Job 1
In the text about a difficult day, why was the yoga class already an hour along when the narrator arrived?

Source text
By the end of the day my agitation had grown to a dangerous level. As adorable as Tucker was I was in no mood to answer his unwavering banter of questions. Nothing could pull me out of my self-pitying mode even when he said, “Why is that horse all alone in the field? He should giddyonup to the other horses so that he is not lonely”.
I cringed as his demands for me to listen to him increased on our long hour drive to the doctor. My intolerance level was at zero. Why couldn’t I just have one day off? WHY???? Finally I blurted out, “Please Tucker, pleasssse stop talking. Sometimes mommy needs to go into her own world and not have to answer questions all day long”. After a few moments of blessed silence his little voice inquired, “Mommy, are you going to ever come back from that world?” I had to think about it for a second.
I am ashamed that I was so annoyed by such a sweet, funny little boy. As a mother you have to learn how to easily switch tracks and accept changing circumstances. Yesterday, I was resentful that I had lost my anticipated day of freedom and little Tucker paid for it.
Wade came home from work and found me in the closest getting ready for yoga. I was met with his mating call, which I returned with, “I’m hormonal, my hair is trying to leave my body because it thinks it belongs in somebody’s nest, my head is about to blow off my body and I’m fat.” He backed off laughing and told me that I was the most beautiful when I felt the most unattractive. How could I run off to yoga after that comment? Easily!
I burst into yoga from the pouring rain, only to see that I had gotten the schedule all mixed up. They were already an hour into class. I was not going home.
I SOS’d my friend Karl and he met me for an engaging evening of conversation and Martini’s. We sat with Bernard in his French restaurant and dined on mouth watering sautéed Calamari and perfectly cooked Pomme Frites. It was a divine evening. An end to a magnificently horrible day and I felt fortunate that I was able to reap the benefits of small town living.
As I slipped into bed I reached out for my Wade and my hand rested on a very soft, silky head of hair…. Tucker! I exhaled a deep sigh and fell asleep knowing that tomorrow, hell or high water, I was going to get the day that I so desperately needed.

Study material
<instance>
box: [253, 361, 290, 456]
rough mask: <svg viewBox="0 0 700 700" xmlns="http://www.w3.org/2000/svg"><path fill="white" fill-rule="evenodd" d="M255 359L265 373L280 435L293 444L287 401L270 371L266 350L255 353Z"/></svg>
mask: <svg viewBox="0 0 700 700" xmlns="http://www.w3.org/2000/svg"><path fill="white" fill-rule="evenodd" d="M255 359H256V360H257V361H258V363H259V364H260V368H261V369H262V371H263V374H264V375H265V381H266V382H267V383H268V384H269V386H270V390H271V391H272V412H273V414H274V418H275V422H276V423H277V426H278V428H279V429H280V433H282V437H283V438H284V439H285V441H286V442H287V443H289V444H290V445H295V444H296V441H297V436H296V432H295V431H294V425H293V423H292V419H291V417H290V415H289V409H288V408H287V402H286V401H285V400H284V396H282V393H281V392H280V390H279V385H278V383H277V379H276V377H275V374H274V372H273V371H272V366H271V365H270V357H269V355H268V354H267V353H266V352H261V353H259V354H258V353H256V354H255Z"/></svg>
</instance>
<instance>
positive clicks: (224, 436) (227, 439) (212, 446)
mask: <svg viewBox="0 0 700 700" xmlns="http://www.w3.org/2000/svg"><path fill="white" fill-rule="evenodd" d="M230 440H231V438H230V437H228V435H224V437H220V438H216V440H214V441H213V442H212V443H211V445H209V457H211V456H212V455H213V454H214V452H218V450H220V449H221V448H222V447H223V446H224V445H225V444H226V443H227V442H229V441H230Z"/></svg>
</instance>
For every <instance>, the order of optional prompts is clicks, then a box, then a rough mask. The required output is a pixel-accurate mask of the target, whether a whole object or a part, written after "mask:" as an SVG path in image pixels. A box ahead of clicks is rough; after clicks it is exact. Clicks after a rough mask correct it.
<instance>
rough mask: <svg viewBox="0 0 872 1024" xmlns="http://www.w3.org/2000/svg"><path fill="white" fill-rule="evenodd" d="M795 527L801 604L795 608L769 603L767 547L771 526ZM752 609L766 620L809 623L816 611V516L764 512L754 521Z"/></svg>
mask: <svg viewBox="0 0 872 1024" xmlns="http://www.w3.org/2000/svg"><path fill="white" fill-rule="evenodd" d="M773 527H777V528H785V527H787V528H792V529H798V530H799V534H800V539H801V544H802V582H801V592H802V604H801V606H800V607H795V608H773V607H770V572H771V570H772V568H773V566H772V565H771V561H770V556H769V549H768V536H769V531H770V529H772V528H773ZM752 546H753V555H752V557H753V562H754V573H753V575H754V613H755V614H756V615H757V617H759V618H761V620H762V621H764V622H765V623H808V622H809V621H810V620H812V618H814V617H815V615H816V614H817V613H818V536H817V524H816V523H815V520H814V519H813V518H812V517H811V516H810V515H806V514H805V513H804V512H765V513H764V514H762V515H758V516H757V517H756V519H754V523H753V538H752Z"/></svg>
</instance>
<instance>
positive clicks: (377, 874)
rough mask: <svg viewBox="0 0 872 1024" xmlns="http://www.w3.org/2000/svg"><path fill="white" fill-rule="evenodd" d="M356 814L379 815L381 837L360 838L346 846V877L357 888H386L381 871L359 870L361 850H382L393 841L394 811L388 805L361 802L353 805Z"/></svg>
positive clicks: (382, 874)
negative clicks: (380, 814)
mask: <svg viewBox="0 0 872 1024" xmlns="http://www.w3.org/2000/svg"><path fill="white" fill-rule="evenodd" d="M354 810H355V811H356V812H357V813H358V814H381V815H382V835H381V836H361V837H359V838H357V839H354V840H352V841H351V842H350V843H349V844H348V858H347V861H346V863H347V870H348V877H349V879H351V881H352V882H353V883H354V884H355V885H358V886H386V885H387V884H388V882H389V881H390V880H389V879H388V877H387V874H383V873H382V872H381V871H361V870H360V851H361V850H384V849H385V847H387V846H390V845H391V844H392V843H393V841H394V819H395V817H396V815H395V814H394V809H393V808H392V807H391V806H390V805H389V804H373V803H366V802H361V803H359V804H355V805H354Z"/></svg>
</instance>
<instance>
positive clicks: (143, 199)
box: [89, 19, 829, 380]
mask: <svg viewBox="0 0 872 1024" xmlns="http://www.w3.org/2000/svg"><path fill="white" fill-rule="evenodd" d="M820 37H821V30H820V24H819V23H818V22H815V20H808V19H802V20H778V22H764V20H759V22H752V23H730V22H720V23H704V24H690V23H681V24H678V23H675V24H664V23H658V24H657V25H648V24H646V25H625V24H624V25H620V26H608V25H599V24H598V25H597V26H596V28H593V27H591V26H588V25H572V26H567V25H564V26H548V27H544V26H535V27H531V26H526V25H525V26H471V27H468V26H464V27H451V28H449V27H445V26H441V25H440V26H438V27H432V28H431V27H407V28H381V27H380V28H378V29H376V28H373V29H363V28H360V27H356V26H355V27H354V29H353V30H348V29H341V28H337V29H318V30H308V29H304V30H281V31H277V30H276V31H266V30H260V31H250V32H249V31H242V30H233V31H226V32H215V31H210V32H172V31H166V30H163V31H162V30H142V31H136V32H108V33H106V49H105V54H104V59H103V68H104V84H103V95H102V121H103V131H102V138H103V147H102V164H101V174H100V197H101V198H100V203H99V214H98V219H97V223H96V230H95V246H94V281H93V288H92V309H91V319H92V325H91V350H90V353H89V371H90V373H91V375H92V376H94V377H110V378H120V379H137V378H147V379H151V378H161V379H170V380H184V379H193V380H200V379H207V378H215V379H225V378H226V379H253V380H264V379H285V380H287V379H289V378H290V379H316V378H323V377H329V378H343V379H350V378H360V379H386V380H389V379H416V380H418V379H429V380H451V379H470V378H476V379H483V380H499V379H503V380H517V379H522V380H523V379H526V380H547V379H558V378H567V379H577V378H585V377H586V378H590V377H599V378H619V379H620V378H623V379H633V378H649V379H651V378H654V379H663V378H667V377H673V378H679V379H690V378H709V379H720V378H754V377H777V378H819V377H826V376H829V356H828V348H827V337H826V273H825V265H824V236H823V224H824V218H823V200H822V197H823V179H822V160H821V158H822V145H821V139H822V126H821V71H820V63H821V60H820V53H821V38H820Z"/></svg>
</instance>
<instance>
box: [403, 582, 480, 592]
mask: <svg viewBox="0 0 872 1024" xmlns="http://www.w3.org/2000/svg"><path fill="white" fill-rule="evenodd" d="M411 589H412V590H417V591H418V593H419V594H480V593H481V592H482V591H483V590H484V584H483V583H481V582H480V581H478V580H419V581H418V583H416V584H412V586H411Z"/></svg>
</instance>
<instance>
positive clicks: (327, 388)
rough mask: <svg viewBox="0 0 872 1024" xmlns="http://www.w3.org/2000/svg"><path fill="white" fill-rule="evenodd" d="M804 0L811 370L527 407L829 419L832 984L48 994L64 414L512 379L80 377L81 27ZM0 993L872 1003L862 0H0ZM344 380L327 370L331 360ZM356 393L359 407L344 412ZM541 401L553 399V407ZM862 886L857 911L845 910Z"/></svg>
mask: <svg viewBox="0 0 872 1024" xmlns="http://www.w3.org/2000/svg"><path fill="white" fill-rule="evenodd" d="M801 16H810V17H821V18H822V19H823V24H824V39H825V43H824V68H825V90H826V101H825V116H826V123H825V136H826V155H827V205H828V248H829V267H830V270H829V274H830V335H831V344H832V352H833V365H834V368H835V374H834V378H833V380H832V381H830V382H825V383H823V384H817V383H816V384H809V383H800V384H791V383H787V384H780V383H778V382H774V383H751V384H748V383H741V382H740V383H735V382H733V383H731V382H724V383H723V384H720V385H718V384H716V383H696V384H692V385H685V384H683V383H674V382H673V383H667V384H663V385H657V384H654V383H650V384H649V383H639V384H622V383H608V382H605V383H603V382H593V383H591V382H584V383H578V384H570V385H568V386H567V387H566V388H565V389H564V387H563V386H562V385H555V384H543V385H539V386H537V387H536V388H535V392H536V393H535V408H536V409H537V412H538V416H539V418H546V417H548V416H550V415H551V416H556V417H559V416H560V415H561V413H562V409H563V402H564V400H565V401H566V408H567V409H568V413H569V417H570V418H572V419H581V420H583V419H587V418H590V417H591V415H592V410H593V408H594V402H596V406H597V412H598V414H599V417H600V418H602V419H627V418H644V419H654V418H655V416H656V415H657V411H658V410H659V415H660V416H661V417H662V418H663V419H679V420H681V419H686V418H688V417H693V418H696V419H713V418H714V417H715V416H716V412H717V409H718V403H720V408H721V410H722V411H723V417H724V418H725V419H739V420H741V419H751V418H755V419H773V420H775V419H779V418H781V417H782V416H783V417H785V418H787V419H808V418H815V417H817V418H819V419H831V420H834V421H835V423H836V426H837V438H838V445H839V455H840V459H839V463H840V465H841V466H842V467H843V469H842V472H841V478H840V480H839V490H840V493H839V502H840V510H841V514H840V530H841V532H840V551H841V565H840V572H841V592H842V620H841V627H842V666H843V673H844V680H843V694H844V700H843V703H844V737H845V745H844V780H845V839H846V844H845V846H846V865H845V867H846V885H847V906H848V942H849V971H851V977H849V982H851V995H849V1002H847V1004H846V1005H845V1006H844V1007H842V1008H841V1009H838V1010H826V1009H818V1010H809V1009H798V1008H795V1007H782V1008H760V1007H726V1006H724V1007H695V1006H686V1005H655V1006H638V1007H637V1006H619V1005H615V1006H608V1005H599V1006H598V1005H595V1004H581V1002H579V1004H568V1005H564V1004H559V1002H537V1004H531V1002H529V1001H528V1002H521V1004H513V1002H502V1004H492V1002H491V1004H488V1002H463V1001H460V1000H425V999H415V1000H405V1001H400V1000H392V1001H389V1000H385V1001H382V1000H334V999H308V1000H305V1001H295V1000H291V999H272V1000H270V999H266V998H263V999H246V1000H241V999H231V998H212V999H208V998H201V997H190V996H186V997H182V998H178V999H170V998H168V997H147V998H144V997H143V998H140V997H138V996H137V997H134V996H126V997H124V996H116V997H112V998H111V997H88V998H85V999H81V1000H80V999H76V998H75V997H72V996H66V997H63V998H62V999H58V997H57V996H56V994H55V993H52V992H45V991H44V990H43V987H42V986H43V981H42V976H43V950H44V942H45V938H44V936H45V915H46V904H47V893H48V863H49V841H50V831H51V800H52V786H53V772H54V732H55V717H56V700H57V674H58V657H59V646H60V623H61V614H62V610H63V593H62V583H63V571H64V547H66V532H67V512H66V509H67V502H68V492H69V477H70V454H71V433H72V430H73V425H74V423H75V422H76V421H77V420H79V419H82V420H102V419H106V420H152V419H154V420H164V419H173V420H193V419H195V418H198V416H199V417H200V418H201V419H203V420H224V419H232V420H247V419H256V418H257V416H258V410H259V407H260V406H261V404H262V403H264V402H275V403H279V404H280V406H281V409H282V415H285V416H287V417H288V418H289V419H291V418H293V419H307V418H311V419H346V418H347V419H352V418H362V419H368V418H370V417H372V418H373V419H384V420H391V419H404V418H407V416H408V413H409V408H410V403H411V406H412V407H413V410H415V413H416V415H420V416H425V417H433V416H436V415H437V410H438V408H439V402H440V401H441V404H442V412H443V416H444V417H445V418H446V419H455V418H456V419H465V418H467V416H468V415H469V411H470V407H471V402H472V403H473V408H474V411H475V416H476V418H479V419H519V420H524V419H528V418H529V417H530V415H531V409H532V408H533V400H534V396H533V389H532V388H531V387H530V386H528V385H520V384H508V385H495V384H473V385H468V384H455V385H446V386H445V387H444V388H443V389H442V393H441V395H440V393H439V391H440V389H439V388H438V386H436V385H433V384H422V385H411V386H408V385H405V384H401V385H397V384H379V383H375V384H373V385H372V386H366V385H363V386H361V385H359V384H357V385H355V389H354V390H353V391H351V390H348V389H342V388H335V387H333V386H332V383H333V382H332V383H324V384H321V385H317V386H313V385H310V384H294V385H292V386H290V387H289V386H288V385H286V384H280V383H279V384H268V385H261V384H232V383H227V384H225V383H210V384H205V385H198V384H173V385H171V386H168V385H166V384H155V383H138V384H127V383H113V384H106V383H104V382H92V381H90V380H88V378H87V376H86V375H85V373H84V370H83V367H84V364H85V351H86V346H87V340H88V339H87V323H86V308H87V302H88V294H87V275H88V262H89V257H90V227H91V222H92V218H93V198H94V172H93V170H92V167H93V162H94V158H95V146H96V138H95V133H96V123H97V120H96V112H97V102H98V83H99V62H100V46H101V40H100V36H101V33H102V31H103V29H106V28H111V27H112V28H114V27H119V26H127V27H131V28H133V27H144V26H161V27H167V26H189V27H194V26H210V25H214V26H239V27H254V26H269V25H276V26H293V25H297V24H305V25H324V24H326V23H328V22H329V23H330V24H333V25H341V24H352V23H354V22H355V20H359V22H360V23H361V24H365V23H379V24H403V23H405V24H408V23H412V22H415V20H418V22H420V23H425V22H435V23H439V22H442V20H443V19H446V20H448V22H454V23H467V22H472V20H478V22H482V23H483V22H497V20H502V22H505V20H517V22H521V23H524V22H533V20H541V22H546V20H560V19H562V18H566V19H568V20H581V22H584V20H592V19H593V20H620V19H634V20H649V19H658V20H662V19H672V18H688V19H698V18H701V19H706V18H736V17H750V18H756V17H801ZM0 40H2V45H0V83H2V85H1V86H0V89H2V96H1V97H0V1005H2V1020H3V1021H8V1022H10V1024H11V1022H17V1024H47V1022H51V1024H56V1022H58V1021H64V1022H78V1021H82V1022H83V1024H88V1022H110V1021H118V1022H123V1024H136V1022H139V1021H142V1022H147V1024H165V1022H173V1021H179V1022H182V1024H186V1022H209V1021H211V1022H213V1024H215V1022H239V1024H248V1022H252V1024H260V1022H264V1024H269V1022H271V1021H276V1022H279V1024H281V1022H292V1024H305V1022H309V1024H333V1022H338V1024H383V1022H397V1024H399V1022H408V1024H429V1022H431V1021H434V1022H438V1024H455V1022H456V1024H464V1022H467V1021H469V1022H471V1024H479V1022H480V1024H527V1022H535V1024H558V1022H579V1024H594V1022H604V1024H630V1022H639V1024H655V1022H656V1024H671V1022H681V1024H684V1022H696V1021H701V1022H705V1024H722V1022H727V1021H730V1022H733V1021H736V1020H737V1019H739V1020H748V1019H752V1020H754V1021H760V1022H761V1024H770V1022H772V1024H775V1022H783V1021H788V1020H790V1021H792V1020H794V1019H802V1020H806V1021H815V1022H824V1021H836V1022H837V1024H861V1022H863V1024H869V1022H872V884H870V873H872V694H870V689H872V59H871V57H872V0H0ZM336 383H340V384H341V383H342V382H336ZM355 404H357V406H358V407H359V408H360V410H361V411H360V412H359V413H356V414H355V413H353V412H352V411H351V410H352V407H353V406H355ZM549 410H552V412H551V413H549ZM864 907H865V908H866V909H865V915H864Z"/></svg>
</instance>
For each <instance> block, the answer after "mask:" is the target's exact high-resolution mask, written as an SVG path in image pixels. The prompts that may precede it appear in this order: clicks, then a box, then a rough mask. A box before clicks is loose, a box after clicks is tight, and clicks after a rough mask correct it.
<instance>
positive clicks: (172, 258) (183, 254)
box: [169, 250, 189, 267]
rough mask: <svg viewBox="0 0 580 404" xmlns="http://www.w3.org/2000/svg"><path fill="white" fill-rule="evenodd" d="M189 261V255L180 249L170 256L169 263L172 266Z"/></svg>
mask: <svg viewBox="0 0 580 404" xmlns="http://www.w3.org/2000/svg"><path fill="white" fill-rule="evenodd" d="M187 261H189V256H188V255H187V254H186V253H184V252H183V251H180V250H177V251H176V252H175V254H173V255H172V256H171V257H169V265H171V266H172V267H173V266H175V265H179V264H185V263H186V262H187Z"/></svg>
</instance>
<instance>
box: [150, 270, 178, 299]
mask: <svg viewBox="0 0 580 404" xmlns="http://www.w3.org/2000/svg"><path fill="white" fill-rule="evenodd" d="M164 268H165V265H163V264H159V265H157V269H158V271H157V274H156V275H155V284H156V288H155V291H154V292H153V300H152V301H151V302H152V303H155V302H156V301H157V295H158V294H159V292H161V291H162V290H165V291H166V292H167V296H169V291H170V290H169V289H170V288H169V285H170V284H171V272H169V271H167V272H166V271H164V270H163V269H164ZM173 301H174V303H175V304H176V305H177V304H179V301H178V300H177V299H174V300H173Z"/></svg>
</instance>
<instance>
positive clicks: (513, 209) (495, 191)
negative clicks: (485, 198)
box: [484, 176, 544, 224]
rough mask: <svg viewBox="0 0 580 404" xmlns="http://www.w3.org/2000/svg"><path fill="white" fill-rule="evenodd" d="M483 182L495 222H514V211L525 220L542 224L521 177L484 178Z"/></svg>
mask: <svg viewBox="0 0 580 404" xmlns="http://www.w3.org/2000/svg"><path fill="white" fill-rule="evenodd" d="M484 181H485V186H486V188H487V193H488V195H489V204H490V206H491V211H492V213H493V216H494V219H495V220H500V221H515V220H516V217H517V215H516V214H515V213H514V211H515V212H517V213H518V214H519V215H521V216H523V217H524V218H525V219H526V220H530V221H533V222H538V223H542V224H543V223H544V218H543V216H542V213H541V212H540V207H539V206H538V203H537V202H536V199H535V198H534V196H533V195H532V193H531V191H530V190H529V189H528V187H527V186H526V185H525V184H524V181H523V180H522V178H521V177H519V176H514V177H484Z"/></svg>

Job 2
In the records, swap "rough mask" for "coarse mask" in the lines starting at the line containing "182L495 222H514V211L525 220L542" and ending at the end of the records, and give back only those lines with everything else unchanged.

Reply 1
The narrator had gotten the schedule all mixed up.

Reply 2
coarse mask: <svg viewBox="0 0 580 404" xmlns="http://www.w3.org/2000/svg"><path fill="white" fill-rule="evenodd" d="M483 182L495 222H514V211L525 220L542 224L521 177L484 178Z"/></svg>
mask: <svg viewBox="0 0 580 404" xmlns="http://www.w3.org/2000/svg"><path fill="white" fill-rule="evenodd" d="M484 181H485V186H486V188H487V193H488V195H489V204H490V206H491V211H492V213H493V216H494V219H495V220H500V221H515V220H516V217H517V215H516V214H515V213H514V211H515V212H517V213H518V214H519V215H521V216H523V217H524V218H525V219H526V220H530V221H533V222H538V223H542V224H543V223H544V218H543V216H542V213H541V212H540V207H539V206H538V203H537V202H536V199H535V198H534V196H533V195H532V193H531V191H530V190H529V189H528V187H527V186H526V185H525V184H524V181H523V180H522V178H521V177H519V176H514V177H484Z"/></svg>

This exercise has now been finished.